▶ Texte fourni:

= = = =

AMPHARÈS, l’un des éphores de Lacédémone, fut le principal instrument de la mort tragique du roi Agis. Nous avons dit ailleurs [a], comment, après le rétablissement de Léonidas son collègue, ce prince se réfugia dans un temple. Ampharès fut un de ceux qui l’y visitèrent familièrement, et qui lui tinrent compagnie, quand il sortait de cet asile pour aller au bain, et quand il retournait au temple. Un jour, en le ramenant du bain, Ampharès mit la main sur lui pour l’obliger à comparaître devant les éphores, et à leur rendre compte de sa conduite. Il le fit entrer par force dans la prison : les éphores et leurs assesseurs s’y transportèrent tout aussitôt pour faire le procès au roi. Il leur déclara qu’il n’avait eu autre dessein que de remettre les choses sur le pied que Lycurgue les avait mises, et qu’il ne se repentirait jamais d’un si beau dessein. Là-dessus on le condamna à la mort, et l’on ordonna aux sergens de le conduire au lieu du supplice[b]. Les sergens trouvèrent si étrange et si inouï que l’on mît les mains sur la personne d’un roi, qu’ils témoignèrent de l’aversion pour cet ordre [c] : il fallut que Democharès, l’un des amis d’Ampharès, fit lui-même cette fonction. Agésistrata, mère d’Agis, accompagnée d’Archidamia sa mère, était accourue aux portes de la prison, et demandait qu’il fût permis à ce prince de plaider sa cause devant le peuple. Cela fut cause que l’on hâta l’exécution. Dès qu’Agis eut été étranglé, Ampharès vint assurer Agésistrata, qu’on ne ferait point de mal à son fils, et qu’elle pouvait entrer pour le voir, si elle le souhaitait. La même permission fut accordée à la grand’mère : ainsi elles entrèrent toutes deux dans la prison. Ampharès

  1. Dans l’article Agis.
  2. Il était dans la prison même, et s’appelait Decas.
  3. Ἀποςρεϕομένους καὶ ϕεύγοντας τὰ ἔργον, ὡς ου θεμιτὸν οὐδε νενομισμένον βασιλέως σώματι τὰς χεῖρας προσϕέρειν. Avertentes se et refugientes facinus, ut nefarium et insolens, ut corpori regis quis admoveret manus. Plutarchus, in Agide, pag. 803, 804.

= = = =

▶ Consignes:
a. Relevez toutes les personnes nommées dans le premier paragraphe du texte sur Ampharès, chacune une seule fois.
b. Reproduisez à l'identique le passage du texte sur Ampharès qui s'ouvre sur les mots contenant « 2. Il était » et se ferme sur « pag. 803, 804. ».

= = = =

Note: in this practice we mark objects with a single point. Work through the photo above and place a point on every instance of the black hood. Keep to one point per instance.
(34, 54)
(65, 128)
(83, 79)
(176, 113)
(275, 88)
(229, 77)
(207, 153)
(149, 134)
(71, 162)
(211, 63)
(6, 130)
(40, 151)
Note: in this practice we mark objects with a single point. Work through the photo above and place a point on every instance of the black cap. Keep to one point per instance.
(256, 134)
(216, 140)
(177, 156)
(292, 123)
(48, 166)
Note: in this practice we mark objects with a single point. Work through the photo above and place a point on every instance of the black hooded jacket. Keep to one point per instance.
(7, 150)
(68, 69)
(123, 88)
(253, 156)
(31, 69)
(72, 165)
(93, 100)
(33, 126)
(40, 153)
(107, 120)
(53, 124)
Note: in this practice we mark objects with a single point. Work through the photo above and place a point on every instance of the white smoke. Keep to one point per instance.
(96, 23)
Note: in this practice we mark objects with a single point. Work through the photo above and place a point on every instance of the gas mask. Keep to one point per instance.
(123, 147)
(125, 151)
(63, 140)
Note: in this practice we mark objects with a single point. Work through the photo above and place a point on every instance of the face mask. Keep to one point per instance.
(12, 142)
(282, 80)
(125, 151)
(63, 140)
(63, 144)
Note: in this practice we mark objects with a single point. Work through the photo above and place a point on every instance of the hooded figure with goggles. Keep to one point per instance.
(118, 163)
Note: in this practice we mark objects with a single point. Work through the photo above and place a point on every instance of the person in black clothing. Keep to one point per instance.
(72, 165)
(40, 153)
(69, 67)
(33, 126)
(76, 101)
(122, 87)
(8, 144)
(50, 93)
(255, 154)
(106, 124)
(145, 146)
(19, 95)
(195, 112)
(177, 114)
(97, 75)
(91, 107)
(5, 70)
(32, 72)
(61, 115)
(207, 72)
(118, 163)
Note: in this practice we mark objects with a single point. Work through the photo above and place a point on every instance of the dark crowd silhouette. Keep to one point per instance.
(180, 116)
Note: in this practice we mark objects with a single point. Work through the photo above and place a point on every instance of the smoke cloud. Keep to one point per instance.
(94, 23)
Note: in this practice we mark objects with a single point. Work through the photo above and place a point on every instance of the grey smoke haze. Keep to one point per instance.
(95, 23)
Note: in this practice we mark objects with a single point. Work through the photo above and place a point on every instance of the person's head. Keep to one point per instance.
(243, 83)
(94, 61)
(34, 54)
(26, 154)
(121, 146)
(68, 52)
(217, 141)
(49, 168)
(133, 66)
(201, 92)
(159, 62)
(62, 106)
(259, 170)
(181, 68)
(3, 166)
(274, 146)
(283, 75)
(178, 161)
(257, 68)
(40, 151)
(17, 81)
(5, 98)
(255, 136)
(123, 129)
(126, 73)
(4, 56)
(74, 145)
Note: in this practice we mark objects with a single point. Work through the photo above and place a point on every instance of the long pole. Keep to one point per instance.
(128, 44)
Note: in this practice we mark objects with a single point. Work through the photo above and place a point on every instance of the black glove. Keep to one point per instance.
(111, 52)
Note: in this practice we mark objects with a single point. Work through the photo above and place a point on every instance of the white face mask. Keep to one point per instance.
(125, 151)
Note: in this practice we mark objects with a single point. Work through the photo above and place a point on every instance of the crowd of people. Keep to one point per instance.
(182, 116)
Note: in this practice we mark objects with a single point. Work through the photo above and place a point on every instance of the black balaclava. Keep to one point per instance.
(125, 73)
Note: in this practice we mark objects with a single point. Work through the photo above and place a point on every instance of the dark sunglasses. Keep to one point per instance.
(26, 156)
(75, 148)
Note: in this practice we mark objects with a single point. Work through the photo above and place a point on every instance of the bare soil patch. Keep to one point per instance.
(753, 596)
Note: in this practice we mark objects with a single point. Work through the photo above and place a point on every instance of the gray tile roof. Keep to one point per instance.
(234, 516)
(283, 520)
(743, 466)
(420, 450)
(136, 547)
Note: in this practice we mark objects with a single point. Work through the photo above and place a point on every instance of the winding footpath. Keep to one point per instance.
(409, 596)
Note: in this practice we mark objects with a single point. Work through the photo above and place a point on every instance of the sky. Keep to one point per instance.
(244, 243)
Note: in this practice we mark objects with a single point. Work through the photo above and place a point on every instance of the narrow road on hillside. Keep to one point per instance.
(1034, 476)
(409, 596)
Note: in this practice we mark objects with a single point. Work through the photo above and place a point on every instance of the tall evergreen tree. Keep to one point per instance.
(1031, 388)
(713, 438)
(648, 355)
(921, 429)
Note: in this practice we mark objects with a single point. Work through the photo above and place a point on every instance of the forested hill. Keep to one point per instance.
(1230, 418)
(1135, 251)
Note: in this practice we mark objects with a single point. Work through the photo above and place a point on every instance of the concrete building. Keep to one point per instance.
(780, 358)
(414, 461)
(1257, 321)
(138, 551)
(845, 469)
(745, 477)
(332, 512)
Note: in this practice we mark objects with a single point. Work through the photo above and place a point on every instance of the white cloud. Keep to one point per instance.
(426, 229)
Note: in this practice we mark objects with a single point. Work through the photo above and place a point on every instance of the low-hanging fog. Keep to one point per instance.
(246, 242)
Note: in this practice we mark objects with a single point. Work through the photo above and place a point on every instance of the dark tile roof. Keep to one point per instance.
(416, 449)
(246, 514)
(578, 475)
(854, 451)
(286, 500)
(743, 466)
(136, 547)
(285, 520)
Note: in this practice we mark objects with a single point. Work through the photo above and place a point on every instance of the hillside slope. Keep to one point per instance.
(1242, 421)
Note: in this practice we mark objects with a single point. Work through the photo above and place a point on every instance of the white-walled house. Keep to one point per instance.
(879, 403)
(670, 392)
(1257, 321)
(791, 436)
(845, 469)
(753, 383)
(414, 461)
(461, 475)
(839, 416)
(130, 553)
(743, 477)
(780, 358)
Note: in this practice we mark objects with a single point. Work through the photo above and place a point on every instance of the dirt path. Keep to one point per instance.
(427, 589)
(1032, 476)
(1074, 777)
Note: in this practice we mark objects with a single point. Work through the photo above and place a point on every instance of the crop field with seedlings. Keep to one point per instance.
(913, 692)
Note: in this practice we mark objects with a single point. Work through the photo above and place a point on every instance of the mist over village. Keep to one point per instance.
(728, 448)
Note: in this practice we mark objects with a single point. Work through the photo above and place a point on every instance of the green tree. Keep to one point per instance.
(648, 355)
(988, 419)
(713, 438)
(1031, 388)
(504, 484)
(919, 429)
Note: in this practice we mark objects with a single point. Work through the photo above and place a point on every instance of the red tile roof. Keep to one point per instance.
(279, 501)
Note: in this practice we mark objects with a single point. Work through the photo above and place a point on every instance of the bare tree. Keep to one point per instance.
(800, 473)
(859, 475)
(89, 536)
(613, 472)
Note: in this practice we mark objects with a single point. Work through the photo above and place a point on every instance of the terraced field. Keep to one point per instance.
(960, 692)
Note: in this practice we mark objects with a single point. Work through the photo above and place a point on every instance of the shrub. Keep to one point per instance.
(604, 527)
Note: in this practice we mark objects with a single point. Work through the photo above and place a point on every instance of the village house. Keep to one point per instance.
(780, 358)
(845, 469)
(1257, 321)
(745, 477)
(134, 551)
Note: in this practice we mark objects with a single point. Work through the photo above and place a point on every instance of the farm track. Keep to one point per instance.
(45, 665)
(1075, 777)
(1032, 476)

= = = =

▶ Résultats par consigne:
a. Ampharès, Agis, Léonidas, Lycurgue, Democharès, Agésistrata, Archidamia

b.
2. Il était dans la prison même, et s’appelait Decas.
  3. Ἀποςρεϕομένους καὶ ϕεύγοντας τὰ ἔργον, ὡς ου θεμιτὸν οὐδε νενομισμένον βασιλέως σώματι τὰς χεῖρας προσϕέρειν. Avertentes se et refugientes facinus, ut nefarium et insolens, ut corpori regis quis admoveret manus. Plutarchus, in Agide, pag. 803, 804.